What you will do = Output every entry below exactly as it is written.

Stored dataset items:
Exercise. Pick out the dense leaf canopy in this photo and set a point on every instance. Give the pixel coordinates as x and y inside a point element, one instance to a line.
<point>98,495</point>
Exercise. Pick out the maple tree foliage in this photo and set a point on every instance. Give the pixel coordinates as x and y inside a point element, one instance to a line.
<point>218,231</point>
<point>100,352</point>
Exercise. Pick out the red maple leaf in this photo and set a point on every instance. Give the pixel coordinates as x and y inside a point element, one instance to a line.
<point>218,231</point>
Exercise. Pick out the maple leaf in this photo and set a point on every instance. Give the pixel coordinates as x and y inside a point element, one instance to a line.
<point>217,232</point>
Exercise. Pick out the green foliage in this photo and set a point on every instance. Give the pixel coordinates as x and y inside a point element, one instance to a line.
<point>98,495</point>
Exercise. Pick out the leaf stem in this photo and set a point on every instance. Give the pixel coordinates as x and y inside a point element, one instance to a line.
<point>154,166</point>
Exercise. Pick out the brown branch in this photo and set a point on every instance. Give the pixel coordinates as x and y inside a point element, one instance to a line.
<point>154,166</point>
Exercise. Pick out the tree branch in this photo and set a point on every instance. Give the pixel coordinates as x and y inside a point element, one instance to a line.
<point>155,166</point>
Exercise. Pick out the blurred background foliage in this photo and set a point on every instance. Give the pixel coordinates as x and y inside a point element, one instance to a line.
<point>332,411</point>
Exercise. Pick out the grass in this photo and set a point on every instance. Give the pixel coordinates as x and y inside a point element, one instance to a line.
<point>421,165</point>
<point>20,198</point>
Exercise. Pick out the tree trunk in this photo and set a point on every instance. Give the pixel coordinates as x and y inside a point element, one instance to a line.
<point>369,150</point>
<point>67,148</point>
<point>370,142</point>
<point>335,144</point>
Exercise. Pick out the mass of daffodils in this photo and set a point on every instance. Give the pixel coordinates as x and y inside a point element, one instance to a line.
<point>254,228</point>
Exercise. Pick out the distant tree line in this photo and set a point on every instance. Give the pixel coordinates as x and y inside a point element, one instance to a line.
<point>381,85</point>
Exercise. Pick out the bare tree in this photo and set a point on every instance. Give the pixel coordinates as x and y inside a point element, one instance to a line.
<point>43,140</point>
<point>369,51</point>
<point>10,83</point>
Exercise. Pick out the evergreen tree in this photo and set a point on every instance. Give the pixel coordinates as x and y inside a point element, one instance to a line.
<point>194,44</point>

Problem solution =
Exercise. Pick out the dense leaf canopy in this photo and set a point on every instance. Give the pixel coordinates as x and y inside a point element, one instance to a line.
<point>98,495</point>
Exercise. Pick out the maple tree foliage in this photo and set a point on every instance. Give the pixel coordinates as x and y inside a point element, one instance to a line.
<point>218,231</point>
<point>100,352</point>
Exercise. Pick out the red maple leaf in this photo and set a point on every instance. Give the pixel coordinates as x and y inside a point element, one instance to a line.
<point>218,231</point>
Exercise. Pick out the maple leaf in this photo and set a point on every instance. Give the pixel coordinates as x and y inside a point element, one instance to a line.
<point>217,232</point>
Exercise. Pick out the green foliage in this photo and set a point on every instance. Give the pixel coordinates as x and y inside a point element, one instance to a line.
<point>98,495</point>
Exercise. Pick out the leaf stem in this photo and set a point on every instance. Give the pixel coordinates as x and y inside a point element, one instance to a line.
<point>154,166</point>
Exercise. Pick out the brown branch in this photo and set a point on every instance. Give the pixel coordinates as x and y inside a point element, one instance to a line.
<point>154,166</point>
Exercise. Pick out the tree branch in this photo and set a point on every instance. Give the pixel coordinates as x and y inside a point element, one instance to a line.
<point>155,166</point>
Exercise. Pick out the blurred background foliage in this photo and set a point on every instance. Give the pixel coordinates as x and y inside a point element, one instance to a line.
<point>332,411</point>
Exercise. Pick out the grass in this photo and set a point on every instance. Give the pixel coordinates as x and y inside a point element, one instance to a line.
<point>421,165</point>
<point>20,198</point>
Exercise. Pick out the tree trunk in this photo and set a point on every instance. Give the pixel coordinates as x and y inside a point element, one instance to a line.
<point>369,150</point>
<point>67,148</point>
<point>370,142</point>
<point>335,144</point>
Exercise. Pick out the mass of daffodils in this photo and set a point on every instance. Give the pixel coordinates as x and y inside a point element, one instance to a line.
<point>254,228</point>
Exercise. Pick out the distant tree line in this photo and set a point on every instance. Give the pixel coordinates as x and y inside a point element, one instance to a line.
<point>381,85</point>
Exercise. Pick out the bare tree in this photo and set a point on every instance. Give the pixel coordinates as x and y inside a point element, one instance to a line.
<point>43,140</point>
<point>369,51</point>
<point>10,83</point>
Exercise. Pick out the evergreen tree in this photo and set a point on every instance. Give the pixel coordinates as x and y inside a point element, one instance to a line.
<point>194,44</point>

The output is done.